* [Aim]: Please repeat the items below word for word, starting at the line that contains "shirt? Each instance should receive its own outline." and ending at the last line of the items.

— Start Working data —

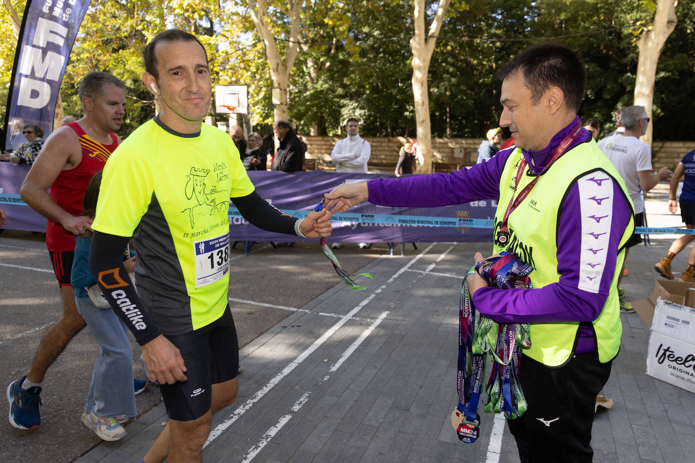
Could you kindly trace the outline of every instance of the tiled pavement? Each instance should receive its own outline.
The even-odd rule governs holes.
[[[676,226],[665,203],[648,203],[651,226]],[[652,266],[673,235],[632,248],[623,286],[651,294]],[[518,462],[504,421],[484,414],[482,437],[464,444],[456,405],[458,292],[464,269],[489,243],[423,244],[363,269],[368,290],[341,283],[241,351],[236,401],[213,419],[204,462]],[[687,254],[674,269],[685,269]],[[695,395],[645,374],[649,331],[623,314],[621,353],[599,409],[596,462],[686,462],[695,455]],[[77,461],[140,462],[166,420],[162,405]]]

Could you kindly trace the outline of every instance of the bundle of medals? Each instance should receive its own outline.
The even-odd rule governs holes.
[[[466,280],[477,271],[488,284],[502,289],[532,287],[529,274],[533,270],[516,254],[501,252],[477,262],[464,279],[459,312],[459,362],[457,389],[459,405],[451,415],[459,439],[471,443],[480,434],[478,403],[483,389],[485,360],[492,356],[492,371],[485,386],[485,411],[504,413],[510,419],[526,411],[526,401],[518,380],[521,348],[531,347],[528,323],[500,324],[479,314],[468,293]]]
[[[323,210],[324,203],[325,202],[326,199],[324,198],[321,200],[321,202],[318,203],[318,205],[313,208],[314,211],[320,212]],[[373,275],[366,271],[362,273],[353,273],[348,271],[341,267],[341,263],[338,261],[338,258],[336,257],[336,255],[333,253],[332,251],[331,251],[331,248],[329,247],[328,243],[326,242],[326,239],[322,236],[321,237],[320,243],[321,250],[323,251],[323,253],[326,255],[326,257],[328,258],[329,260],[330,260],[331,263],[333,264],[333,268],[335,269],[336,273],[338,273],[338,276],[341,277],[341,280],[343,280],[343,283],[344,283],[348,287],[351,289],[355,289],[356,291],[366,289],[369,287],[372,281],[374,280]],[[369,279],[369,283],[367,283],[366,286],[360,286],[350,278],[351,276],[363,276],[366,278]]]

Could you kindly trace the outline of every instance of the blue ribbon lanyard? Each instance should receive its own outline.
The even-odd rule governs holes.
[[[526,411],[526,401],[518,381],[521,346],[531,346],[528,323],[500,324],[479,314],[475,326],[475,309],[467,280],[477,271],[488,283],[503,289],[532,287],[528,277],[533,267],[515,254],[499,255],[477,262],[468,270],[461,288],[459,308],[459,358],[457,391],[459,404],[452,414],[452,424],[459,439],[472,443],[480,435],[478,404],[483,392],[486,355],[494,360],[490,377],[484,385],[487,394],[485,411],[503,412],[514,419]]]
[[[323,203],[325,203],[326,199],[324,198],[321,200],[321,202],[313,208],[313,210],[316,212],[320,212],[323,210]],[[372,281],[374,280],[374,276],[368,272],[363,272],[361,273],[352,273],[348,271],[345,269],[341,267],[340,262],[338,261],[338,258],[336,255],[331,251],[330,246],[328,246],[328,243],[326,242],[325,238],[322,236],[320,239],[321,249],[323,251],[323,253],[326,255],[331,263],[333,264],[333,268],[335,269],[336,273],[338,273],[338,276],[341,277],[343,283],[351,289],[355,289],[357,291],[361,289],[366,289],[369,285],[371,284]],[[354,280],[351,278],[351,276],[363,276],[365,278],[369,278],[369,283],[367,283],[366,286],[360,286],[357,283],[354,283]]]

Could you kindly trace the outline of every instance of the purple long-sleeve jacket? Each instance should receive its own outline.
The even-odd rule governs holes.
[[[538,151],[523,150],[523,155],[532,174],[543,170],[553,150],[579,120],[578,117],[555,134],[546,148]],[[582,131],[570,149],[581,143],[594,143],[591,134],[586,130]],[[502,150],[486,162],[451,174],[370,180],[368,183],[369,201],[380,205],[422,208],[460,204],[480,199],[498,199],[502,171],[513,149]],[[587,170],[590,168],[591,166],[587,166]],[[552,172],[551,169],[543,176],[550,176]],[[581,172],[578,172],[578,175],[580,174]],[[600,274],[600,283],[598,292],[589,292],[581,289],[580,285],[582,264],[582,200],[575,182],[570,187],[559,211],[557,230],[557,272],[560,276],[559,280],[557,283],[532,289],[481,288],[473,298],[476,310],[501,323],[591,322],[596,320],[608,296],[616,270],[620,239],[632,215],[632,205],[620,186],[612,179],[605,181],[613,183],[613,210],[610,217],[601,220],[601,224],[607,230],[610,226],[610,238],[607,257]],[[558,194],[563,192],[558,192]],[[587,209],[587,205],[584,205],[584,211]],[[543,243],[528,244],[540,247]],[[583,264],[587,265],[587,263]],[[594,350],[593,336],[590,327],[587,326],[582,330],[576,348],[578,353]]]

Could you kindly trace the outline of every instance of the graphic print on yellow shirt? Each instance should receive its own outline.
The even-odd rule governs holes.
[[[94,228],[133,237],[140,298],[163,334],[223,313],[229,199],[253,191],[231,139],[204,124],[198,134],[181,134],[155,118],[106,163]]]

— End Working data —

* [Exercise result]:
Could you kindly trace the outline of every instance of the graphic print on yellow shirt? Each instance should receive its own outline.
The even-odd rule governs holes.
[[[94,228],[133,237],[140,298],[163,334],[223,313],[229,199],[253,191],[231,139],[204,124],[198,134],[181,134],[155,118],[106,163]]]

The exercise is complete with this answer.